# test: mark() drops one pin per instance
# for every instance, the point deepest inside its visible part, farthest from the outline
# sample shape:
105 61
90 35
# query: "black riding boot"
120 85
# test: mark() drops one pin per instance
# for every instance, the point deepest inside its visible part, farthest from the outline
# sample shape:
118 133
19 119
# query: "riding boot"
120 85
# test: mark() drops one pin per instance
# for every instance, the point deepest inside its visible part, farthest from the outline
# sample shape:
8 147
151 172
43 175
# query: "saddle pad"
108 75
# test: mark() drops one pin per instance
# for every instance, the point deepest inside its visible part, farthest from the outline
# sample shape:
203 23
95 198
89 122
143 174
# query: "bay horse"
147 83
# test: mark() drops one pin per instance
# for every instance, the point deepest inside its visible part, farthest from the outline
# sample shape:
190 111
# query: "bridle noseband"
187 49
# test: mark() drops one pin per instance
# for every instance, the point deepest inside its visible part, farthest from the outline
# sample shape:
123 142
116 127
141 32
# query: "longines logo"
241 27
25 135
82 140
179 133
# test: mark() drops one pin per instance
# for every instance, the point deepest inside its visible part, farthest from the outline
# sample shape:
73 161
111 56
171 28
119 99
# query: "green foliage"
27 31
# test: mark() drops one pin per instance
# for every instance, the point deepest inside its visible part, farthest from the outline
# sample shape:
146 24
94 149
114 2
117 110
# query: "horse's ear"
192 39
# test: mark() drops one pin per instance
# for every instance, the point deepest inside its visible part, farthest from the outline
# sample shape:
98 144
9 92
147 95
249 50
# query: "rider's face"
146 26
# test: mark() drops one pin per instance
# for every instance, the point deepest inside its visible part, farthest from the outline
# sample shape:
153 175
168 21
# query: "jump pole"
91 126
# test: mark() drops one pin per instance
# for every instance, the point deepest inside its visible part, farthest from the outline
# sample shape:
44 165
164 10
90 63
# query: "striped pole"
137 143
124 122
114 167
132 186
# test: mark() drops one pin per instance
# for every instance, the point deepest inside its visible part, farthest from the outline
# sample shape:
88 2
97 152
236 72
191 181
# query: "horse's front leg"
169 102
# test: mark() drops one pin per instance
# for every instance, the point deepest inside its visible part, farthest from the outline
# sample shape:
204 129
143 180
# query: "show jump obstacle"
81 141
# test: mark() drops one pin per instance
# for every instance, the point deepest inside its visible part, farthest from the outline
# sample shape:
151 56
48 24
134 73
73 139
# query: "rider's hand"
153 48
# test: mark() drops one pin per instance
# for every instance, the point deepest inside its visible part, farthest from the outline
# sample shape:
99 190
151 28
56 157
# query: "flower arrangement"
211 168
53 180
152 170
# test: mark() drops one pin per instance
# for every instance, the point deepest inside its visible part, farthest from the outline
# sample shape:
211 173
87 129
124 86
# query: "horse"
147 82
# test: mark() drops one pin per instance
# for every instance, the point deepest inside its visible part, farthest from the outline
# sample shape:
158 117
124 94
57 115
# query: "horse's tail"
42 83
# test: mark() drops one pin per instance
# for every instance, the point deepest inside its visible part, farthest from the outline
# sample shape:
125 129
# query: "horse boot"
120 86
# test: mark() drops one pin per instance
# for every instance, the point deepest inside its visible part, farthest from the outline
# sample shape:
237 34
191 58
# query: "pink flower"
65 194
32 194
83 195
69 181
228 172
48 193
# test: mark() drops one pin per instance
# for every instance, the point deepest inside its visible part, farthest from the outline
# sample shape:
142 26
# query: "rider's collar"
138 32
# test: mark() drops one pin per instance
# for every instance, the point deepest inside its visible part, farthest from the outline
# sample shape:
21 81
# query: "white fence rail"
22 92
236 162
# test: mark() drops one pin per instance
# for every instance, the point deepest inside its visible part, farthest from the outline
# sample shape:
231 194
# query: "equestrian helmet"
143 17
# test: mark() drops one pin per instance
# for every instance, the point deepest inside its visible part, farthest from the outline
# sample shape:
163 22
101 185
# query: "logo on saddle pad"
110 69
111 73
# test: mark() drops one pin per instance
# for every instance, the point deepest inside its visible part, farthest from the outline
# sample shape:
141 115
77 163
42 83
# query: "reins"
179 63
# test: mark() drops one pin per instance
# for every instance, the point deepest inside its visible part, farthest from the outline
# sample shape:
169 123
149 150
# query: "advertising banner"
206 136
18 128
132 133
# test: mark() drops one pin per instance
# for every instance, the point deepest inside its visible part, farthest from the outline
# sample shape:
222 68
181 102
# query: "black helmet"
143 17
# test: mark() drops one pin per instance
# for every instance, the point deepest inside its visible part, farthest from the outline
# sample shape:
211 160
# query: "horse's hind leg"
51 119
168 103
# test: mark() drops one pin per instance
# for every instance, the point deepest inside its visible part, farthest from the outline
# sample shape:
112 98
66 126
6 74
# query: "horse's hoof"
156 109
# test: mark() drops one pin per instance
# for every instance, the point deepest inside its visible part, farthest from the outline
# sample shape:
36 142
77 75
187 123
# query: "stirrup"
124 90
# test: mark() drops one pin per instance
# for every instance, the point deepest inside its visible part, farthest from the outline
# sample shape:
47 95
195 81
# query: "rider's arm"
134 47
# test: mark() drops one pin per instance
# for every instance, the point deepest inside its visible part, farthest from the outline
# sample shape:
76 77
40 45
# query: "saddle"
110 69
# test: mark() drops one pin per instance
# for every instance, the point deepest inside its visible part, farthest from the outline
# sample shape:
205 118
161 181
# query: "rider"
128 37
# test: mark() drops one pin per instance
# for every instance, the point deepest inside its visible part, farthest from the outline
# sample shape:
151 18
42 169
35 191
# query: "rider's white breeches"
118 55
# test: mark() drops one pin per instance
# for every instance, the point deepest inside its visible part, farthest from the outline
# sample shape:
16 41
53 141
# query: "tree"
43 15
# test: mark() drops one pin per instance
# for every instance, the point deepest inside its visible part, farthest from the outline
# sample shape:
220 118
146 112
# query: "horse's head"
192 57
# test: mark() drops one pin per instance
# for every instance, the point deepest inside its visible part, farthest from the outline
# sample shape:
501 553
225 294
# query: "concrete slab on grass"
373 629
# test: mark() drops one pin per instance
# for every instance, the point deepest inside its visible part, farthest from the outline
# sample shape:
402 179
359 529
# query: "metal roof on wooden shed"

_Exercise directions_
Word for word, write out every record.

_Output of the task_
# test: mark() drops one pin per instance
# for every instance, the point deepest inside its visible part, farthest from the outline
# sample shape:
105 61
90 35
# query: "black riding boot"
120 85
# test: mark() drops one pin per instance
# for every instance, the point deepest inside its visible part, farthest from the outline
# sample shape:
118 133
19 119
# query: "riding boot"
120 85
# test: mark() drops one pin per instance
# for every instance, the point deepest inside its visible part, farthest from the outline
# sample shape:
8 147
151 172
43 175
# query: "saddle pad"
108 75
# test: mark() drops one pin per instance
# for every instance, the point deepest inside its visible part, farthest from the outline
# sample shape:
203 23
95 198
89 122
143 174
# query: "bay horse"
147 83
# test: mark() drops one pin per instance
# for every instance, the point deepest inside its visible part, farthest from the outline
# sample shape:
190 111
# query: "bridle noseband"
187 49
# test: mark() drops one pin per instance
# for every instance, the point deepest inside its visible part, farthest from the outline
# sample shape:
123 142
116 127
141 32
# query: "longines logo"
241 27
25 135
82 140
179 133
# test: mark() drops one pin per instance
# for every instance, the point deepest inside its visible part, farthest from the outline
# sample shape:
73 161
111 56
171 28
119 99
# query: "green foliage"
27 31
# test: mark() drops one pin per instance
# for every instance, the point deepest inside its visible part, farthest from the outline
# sample shape:
146 24
94 149
114 2
117 110
# query: "horse's ear"
192 39
# test: mark() drops one pin per instance
# for every instance, the point deepest inside its visible part, farthest from the outline
# sample shape:
98 144
9 92
147 95
249 50
# query: "rider's face"
146 26
# test: mark() drops one pin per instance
# for every instance, the point deepest inside its visible part, farthest from the outline
# sample shape:
153 175
168 21
# query: "jump pole"
91 126
# test: mark() drops one pin per instance
# for every instance, the point deepest inside its visible part, farthest from the outline
# sample shape:
44 165
164 10
90 63
# query: "striped pole"
137 143
124 122
114 167
132 186
# test: mark() drops one pin per instance
# for every instance, the point deepest inside its visible part, farthest from the outline
# sample shape:
88 2
97 152
236 72
191 181
# query: "horse's front leg"
169 102
# test: mark() drops one pin per instance
# for every instance, the point deepest inside its visible part, farthest from the outline
# sample shape:
204 129
143 180
# query: "show jump obstacle"
81 141
# test: mark() drops one pin per instance
# for every instance, the point deepest inside its visible part, farthest from the outline
# sample shape:
151 56
48 24
134 73
73 139
# query: "rider's hand"
153 48
# test: mark() drops one pin per instance
# for every instance, the point deepest inside its visible part, farthest from the outline
# sample shape:
99 190
151 28
56 157
# query: "flower arrangement"
211 168
53 180
152 170
# test: mark() drops one pin per instance
# for every instance, the point deepest inside its visible part, farthest from the outline
# sample shape:
211 173
87 129
124 86
# query: "horse"
147 82
# test: mark() drops one pin per instance
# for every instance, the point deepest inside its visible part, farthest from the outline
# sample shape:
158 117
124 94
57 115
# query: "horse's tail"
42 83
# test: mark() drops one pin per instance
# for every instance, the point deepest inside its visible part, farthest from the outline
# sample shape:
125 129
# query: "horse boot"
120 86
# test: mark() drops one pin per instance
# for every instance, the point deepest inside its visible part, farthest from the outline
# sample shape:
237 34
191 58
# query: "pink flower"
65 194
32 194
83 195
69 181
228 172
48 193
# test: mark() drops one pin per instance
# for every instance, the point deepest inside its visible part, farthest from the outline
# sample shape:
142 26
# query: "rider's collar"
138 32
# test: mark() drops one pin per instance
# for every instance, the point deepest inside its visible part, farthest from the outline
# sample shape:
21 81
# query: "white fence rail"
22 92
236 162
# test: mark() drops one pin per instance
# for every instance, the point deepest inside its visible part, farthest from the outline
# sample shape:
231 194
# query: "equestrian helmet"
143 17
# test: mark() drops one pin per instance
# for every instance, the point deepest inside its visible part, farthest from the outline
# sample shape:
163 22
101 185
# query: "logo on saddle pad"
110 69
111 73
# test: mark() drops one pin per instance
# for every instance, the point deepest inside its visible part, farthest from the outline
# sample shape:
141 115
77 163
42 83
# query: "reins"
179 63
# test: mark() drops one pin per instance
# for every instance, the point deepest inside its visible part, farthest from the outline
# sample shape:
169 123
149 150
# query: "advertising banner"
206 136
18 128
132 133
# test: mark() drops one pin per instance
# for every instance, the point deepest inside its visible part, farthest from the outline
# sample shape:
222 68
181 102
# query: "black helmet"
143 17
# test: mark() drops one pin per instance
# for every instance, the point deepest inside its visible part, farthest from the outline
# sample shape:
211 160
# query: "horse's hind leg"
51 119
168 103
# test: mark() drops one pin per instance
# for every instance, the point deepest inside its visible part, farthest from the outline
# sample shape:
112 98
66 126
6 74
# query: "horse's hoof"
156 109
# test: mark() drops one pin per instance
# for every instance, the point deepest inside its visible part, farthest from the outline
# sample shape:
36 142
77 75
187 123
# query: "stirrup"
124 90
# test: mark() drops one pin per instance
# for every instance, the point deepest inside its visible part, farthest from the outline
# sample shape:
47 95
195 81
# query: "rider's arm"
134 47
# test: mark() drops one pin per instance
# for every instance, the point deepest inside its visible part, farthest from the outline
# sample shape:
76 77
40 45
# query: "saddle"
110 69
# test: mark() drops one pin per instance
# for every instance, the point deepest inside its visible part, farthest from the outline
# sample shape:
205 118
161 181
# query: "rider"
128 37
# test: mark() drops one pin per instance
# for every instance, the point deepest inside its visible part, farthest from the outline
# sample shape:
151 18
42 169
35 191
# query: "rider's white breeches"
118 55
# test: mark() drops one pin per instance
# for every instance, the point deepest inside its visible part, farthest from the outline
# sample shape:
16 41
53 141
# query: "tree"
43 15
# test: mark() drops one pin per instance
# for every instance, the point deepest inside its visible part, farthest from the outline
# sample shape:
220 118
146 112
# query: "horse's head"
192 57
# test: mark() drops one pin per instance
# for every instance, the point deepest inside its visible part, farthest from the outline
# sample shape:
501 553
225 294
# query: "concrete slab on grass"
373 629
# test: mark() drops one pin per instance
# for every instance, the point deepest inside its visible part, farthest from the outline
# sample shape:
402 179
359 529
# query: "metal roof on wooden shed"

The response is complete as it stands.